# Masks mouled to the face



## ullaandy (May 19, 2008)

OK, so after seeing this totally AMAZING video 

YouTube - Freddy's krueger wereable mask and glove 

i am compelled to want to create my own freddy mask that is molded of my face, the main question here is, how would i go about it? are their are profession mask makers here who can give me tips

please


----------



## Toetag (Jan 31, 2008)

This will get you started in the direction you want to go.

The MonsterMakers: How to Make a Monster!


----------



## ullaandy (May 19, 2008)

thank you  loosk liek i got my work cut out for me  i liek a challenge though


----------



## RacerX45 (Apr 30, 2008)

That's a good book - have it myself. Just so you know, that's for a latex mask. The mask and hands in that video are made of silicone. Silicone will look, feel, and move a lot more like real skin than latex (it will also cost quite a bit more and requires a different type of mold). I've made quite a few masks out of latex and if you are using it for Halloween that's the most cost-effective way to go. I highly recommend the DVD's by Mark Alfrey from Monster Makers site. They cover the entire process (sculpting, molding, and casting) in good detail. I learn better by watching than just reading so they helped me a lot. 

Randy


----------



## ullaandy (May 19, 2008)

thanks Randy will have to buy this book before i even think about getting started

edit: thanks to the wonders on the internet & its many sources, i think i may have finally sussed this i duno if i shoudl post the entire step by stepthing i've written cus its very long but i think i susses it LOL!


----------



## BATFLY (Oct 2, 2004)

i'm interested in the silicone mask making process myself as i'm allergic to latex around my eyes, nose, and mouth. i'm a halloween enthusiast and i can't wear latex masks =(


----------



## ullaandy (May 19, 2008)

thats really poo, last halloween i wore my rubber mugs freddy mask (In my icon) but its so thick it was hurting my jaw to talk & it got REALLY hot

if you want i can post the Tut i wrote although im hardly expert i've not even got the materials/ started yet LOL.

edit: see the topic i posted here http://halloweenforum.com/tutorials-step-step/68203-sillicone-masks-dummies.html#post455679 of the process i plan to use...


----------
#####
Required work.
In the forum thread on face-molded masks, why does RacerX45 recommend the DVDs by Mark Alfrey? Answer in one to three sentences.

Items.
#####
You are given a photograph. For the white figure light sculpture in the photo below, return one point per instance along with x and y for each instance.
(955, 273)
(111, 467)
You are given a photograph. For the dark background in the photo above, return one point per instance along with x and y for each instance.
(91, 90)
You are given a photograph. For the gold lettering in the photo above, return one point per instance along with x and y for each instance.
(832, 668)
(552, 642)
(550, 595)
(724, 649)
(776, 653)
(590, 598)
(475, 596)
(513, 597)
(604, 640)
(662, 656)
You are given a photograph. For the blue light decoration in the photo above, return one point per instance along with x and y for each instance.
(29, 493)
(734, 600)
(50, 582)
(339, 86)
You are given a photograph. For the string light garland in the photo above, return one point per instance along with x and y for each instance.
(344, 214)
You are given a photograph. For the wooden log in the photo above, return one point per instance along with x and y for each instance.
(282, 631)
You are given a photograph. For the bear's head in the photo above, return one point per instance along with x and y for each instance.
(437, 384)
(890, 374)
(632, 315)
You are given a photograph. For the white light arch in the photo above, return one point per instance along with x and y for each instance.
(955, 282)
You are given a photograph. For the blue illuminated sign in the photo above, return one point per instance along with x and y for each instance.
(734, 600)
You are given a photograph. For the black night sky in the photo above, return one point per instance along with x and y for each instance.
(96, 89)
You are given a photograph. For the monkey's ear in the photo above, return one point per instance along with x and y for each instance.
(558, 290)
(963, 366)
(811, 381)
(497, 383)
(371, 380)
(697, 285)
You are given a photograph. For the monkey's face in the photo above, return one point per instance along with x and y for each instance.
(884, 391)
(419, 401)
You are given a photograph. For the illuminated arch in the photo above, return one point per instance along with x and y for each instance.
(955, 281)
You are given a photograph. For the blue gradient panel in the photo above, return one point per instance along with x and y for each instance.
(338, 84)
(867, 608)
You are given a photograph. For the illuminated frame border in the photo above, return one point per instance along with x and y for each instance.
#####
Solved exercise.
RacerX45 recommends them because they cover the whole process of sculpting, molding, and casting in good detail. RacerX45 also learns better by watching than by only reading, so the DVDs helped a lot.